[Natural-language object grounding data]
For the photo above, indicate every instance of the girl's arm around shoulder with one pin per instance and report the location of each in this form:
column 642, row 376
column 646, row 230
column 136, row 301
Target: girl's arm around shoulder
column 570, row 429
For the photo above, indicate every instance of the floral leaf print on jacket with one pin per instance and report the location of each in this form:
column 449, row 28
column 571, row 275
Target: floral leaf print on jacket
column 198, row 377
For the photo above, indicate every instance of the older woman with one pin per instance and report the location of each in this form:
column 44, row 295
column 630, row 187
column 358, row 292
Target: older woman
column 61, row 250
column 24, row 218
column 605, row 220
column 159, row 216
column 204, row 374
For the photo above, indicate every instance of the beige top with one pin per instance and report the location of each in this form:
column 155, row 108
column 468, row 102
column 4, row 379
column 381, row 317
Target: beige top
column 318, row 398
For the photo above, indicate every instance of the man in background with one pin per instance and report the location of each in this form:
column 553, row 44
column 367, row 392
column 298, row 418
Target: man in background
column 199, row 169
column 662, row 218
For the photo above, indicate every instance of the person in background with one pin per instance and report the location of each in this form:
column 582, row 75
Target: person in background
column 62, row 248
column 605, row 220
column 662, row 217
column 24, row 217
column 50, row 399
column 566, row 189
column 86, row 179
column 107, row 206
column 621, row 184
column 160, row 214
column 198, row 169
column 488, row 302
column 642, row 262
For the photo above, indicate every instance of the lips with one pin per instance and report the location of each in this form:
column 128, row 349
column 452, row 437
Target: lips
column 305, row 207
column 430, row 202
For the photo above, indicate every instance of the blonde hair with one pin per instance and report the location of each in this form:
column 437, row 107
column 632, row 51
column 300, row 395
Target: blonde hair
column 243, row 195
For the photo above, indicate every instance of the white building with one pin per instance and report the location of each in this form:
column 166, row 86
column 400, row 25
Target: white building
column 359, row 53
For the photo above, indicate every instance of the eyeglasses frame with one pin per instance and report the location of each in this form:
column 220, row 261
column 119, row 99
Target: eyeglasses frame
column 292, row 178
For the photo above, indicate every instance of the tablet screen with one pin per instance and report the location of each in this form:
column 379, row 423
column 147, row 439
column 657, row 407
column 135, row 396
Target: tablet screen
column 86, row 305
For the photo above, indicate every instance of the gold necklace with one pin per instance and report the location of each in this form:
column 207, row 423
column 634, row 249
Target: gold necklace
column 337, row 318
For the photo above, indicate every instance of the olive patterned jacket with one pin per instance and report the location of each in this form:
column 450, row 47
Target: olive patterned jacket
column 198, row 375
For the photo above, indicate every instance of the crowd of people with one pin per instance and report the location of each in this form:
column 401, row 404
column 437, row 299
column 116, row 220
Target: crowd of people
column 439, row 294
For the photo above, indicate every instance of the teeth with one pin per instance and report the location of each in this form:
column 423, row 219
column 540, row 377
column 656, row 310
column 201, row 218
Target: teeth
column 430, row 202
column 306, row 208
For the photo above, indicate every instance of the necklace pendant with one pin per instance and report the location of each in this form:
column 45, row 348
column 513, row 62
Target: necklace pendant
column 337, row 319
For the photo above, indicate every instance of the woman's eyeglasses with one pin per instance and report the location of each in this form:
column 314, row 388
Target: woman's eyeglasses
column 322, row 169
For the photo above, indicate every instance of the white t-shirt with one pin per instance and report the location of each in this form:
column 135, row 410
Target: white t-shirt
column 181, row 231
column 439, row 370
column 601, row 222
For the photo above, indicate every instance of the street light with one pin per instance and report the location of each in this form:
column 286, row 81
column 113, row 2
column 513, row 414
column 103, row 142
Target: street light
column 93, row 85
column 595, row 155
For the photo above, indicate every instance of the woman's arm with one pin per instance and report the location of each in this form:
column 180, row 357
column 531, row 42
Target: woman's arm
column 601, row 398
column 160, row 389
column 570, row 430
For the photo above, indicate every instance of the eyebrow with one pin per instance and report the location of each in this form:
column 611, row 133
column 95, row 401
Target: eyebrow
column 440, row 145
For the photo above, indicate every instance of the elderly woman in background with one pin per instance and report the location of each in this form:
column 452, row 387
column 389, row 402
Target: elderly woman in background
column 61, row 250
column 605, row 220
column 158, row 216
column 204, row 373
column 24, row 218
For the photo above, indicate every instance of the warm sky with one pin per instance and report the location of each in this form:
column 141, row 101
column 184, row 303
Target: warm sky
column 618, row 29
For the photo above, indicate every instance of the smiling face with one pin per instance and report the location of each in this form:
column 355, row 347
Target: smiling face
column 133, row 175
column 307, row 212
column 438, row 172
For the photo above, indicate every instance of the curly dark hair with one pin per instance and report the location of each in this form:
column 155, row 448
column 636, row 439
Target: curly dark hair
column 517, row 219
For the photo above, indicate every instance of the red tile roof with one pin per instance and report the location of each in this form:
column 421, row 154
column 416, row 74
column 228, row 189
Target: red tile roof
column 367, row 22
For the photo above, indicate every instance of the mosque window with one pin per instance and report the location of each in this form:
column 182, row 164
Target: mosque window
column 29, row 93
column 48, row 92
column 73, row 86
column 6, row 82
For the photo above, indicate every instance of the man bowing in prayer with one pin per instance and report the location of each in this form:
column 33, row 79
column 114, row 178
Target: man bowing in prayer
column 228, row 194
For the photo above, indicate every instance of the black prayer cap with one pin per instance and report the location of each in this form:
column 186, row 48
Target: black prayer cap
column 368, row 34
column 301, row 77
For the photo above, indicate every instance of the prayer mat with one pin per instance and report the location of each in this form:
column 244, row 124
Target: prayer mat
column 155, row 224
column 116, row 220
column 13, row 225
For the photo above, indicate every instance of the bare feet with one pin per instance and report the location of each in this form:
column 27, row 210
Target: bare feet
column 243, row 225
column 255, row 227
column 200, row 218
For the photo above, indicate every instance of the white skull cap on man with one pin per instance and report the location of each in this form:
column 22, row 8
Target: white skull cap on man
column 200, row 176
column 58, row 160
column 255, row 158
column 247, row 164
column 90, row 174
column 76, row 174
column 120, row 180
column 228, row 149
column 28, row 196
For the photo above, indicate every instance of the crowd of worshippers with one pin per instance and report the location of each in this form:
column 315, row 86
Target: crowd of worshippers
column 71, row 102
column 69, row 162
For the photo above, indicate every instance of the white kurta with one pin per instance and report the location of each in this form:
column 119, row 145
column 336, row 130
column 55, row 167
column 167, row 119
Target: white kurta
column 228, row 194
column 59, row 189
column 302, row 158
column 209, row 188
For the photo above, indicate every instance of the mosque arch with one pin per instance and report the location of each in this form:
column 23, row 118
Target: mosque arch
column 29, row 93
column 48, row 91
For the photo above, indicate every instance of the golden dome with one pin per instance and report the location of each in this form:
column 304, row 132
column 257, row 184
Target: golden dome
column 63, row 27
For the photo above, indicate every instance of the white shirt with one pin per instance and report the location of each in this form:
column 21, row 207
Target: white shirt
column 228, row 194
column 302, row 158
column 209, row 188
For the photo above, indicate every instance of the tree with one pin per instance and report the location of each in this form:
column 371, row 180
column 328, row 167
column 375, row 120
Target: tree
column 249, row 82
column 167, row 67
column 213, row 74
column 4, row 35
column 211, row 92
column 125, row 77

**WHAT YOU ARE ASKED TO DO:** The answer must be the complete set of entries, retyped exactly.

**OUTPUT OF THE TASK:**
For the photo above, indicate every instance of the girl's arm around shoulder with one pin per instance and report the location of each in this form:
column 642, row 376
column 646, row 230
column 136, row 301
Target: girl's arm around shoulder
column 570, row 429
For the photo above, indicate every instance of the floral leaf print on jacket with one pin per instance and report the location of each in this form:
column 449, row 28
column 571, row 275
Target: floral leaf print on jacket
column 198, row 377
For the photo above, indicate every instance of the older woman with one pin per instance and report the location of each in this form:
column 44, row 295
column 630, row 187
column 358, row 292
Target: older woman
column 61, row 250
column 24, row 218
column 605, row 220
column 159, row 216
column 204, row 374
For the photo above, indicate every instance of the beige top with one pin per instance and report the location of each in this form:
column 155, row 108
column 468, row 102
column 4, row 379
column 381, row 317
Target: beige top
column 318, row 398
For the photo above, indicate every instance of the man in background with one pin per instance and report the location of each in this form:
column 553, row 44
column 367, row 392
column 298, row 418
Target: man in background
column 199, row 169
column 662, row 218
For the photo above, indicate every instance of the person in background with one pin per instance and report the location of each in this form:
column 582, row 75
Target: person in background
column 62, row 248
column 605, row 220
column 662, row 217
column 24, row 217
column 50, row 399
column 566, row 189
column 86, row 179
column 107, row 206
column 621, row 184
column 160, row 214
column 198, row 169
column 488, row 302
column 642, row 262
For the photo above, indicate every instance of the lips with one pin per instance and report the location of each in this form:
column 128, row 349
column 452, row 437
Target: lips
column 305, row 207
column 430, row 202
For the photo above, indicate every instance of the blonde hair with one pin per instance and report the location of each in this form:
column 437, row 107
column 632, row 51
column 300, row 395
Target: blonde hair
column 243, row 195
For the photo above, indicate every instance of the white building with one pin per instance and report the location of each in this form:
column 166, row 86
column 400, row 25
Target: white building
column 359, row 53
For the photo above, indicate every instance of the eyeglasses frame with one pin per instance and report the location of each in this form:
column 220, row 261
column 119, row 99
Target: eyeglasses frame
column 292, row 178
For the photo above, indicate every instance of the tablet screen with one pin per instance and report the location of each in this form:
column 379, row 423
column 147, row 439
column 657, row 407
column 135, row 396
Target: tablet screen
column 86, row 305
For the photo above, indicate every instance of the gold necklace with one pin per instance and report the location of each in this form:
column 207, row 423
column 634, row 249
Target: gold necklace
column 337, row 318
For the photo above, indicate every instance of the olive patterned jacket with one pin per instance and report the location of each in this form:
column 450, row 47
Target: olive patterned jacket
column 198, row 375
For the photo above, indicate every instance of the crowd of people with one pin per instance and report the location of each in this form:
column 401, row 404
column 437, row 299
column 116, row 220
Target: crowd of people
column 439, row 294
For the photo above, indicate every instance of the teeth with one pin per instance and report the location of each in this form:
column 423, row 219
column 540, row 377
column 656, row 310
column 201, row 218
Target: teeth
column 430, row 202
column 306, row 208
For the photo above, indicate every instance of the necklace pendant with one pin per instance and report the location of each in this form:
column 45, row 348
column 513, row 62
Target: necklace pendant
column 337, row 319
For the photo above, indicate every instance of the woman's eyeglasses with one pin per instance and report the location of each in this form:
column 314, row 388
Target: woman's eyeglasses
column 322, row 169
For the photo above, indicate every instance of the white t-shirt with one pin per instance and report the location of each in this form:
column 135, row 410
Target: white t-shirt
column 181, row 231
column 439, row 370
column 601, row 222
For the photo above, indicate every instance of the street light with one pin per instance and report the location of each in this form:
column 286, row 81
column 113, row 2
column 513, row 414
column 103, row 142
Target: street light
column 93, row 85
column 595, row 155
For the photo above, indicate every instance of the woman's arm with one pin per instance and report the location of each in this form:
column 180, row 357
column 531, row 42
Target: woman's arm
column 601, row 398
column 160, row 389
column 570, row 430
For the photo above, indicate every instance of the eyebrow with one pin per instance and report the location of each in this form:
column 611, row 133
column 95, row 401
Target: eyebrow
column 440, row 145
For the photo above, indicate every instance of the elderly woman in background with one pin per instance and report the location of each in this form:
column 452, row 387
column 389, row 402
Target: elderly woman in background
column 61, row 250
column 605, row 220
column 158, row 216
column 204, row 373
column 24, row 218
For the photo above, indicate every instance of the warm sky with one pin per instance and report the location of each in this form:
column 141, row 101
column 184, row 303
Target: warm sky
column 618, row 29
For the photo above, indicate every instance of the smiling face with one pin per instance and report the location of each in this form:
column 355, row 347
Target: smiling face
column 133, row 175
column 307, row 212
column 438, row 172
For the photo above, indicate every instance of the curly dark hair with one pin per instance and report the location of each in this form:
column 155, row 448
column 636, row 439
Target: curly dark hair
column 517, row 219
For the photo above, indicate every instance of the red tile roof with one pin per instance and report the location of each in this form:
column 421, row 154
column 416, row 74
column 228, row 189
Target: red tile roof
column 367, row 22
For the photo above, indicate every instance of the mosque window with one pin per instance and report the location of each in this form:
column 182, row 164
Target: mosque window
column 29, row 93
column 48, row 92
column 73, row 86
column 6, row 82
For the photo above, indicate every instance of the man bowing in prayer with one pin per instance and report the location of each in this form:
column 33, row 79
column 114, row 178
Target: man bowing in prayer
column 228, row 194
For the photo above, indicate every instance of the black prayer cap with one pin per instance and report the location of each in this form:
column 186, row 48
Target: black prayer cap
column 368, row 34
column 301, row 77
For the photo above, indicate every instance of the prayer mat with one pin per instance and report the location of each in this form:
column 244, row 124
Target: prayer mat
column 155, row 224
column 116, row 220
column 13, row 225
For the photo above, indicate every instance of the bare feet with one pin per instance and report the location of each in this form:
column 27, row 210
Target: bare feet
column 243, row 225
column 255, row 227
column 200, row 218
For the photo above, indicate every instance of the white skull cap on man with one pin per instance and report the location of each in this form:
column 22, row 8
Target: white skull cap on man
column 200, row 176
column 58, row 160
column 255, row 158
column 247, row 164
column 90, row 174
column 76, row 174
column 120, row 180
column 228, row 149
column 28, row 196
For the photo above, indicate every instance of the crowd of worshippers with one pin per instance and report the location of each in this form:
column 315, row 86
Target: crowd of worshippers
column 71, row 102
column 69, row 162
For the photo above, indicate every instance of the white kurta with one pin per instance and report the location of each in this form:
column 119, row 145
column 336, row 130
column 55, row 167
column 167, row 119
Target: white kurta
column 228, row 194
column 59, row 189
column 302, row 158
column 209, row 188
For the photo above, indicate every instance of the mosque arch with one pin per instance and report the location of each in this form:
column 23, row 118
Target: mosque arch
column 29, row 93
column 48, row 91
For the photo above, indicate every instance of the golden dome with one pin per instance and report the location of each in this form:
column 304, row 132
column 257, row 184
Target: golden dome
column 63, row 27
For the photo above, indicate every instance of the white shirt with one pin per instance and report the location of each in this form:
column 21, row 207
Target: white shirt
column 228, row 194
column 302, row 158
column 209, row 188
For the photo above, indicate every instance of the tree with one pin per instance and report the location of each in this form:
column 371, row 180
column 328, row 167
column 375, row 120
Target: tree
column 249, row 82
column 167, row 67
column 213, row 74
column 4, row 35
column 211, row 92
column 125, row 77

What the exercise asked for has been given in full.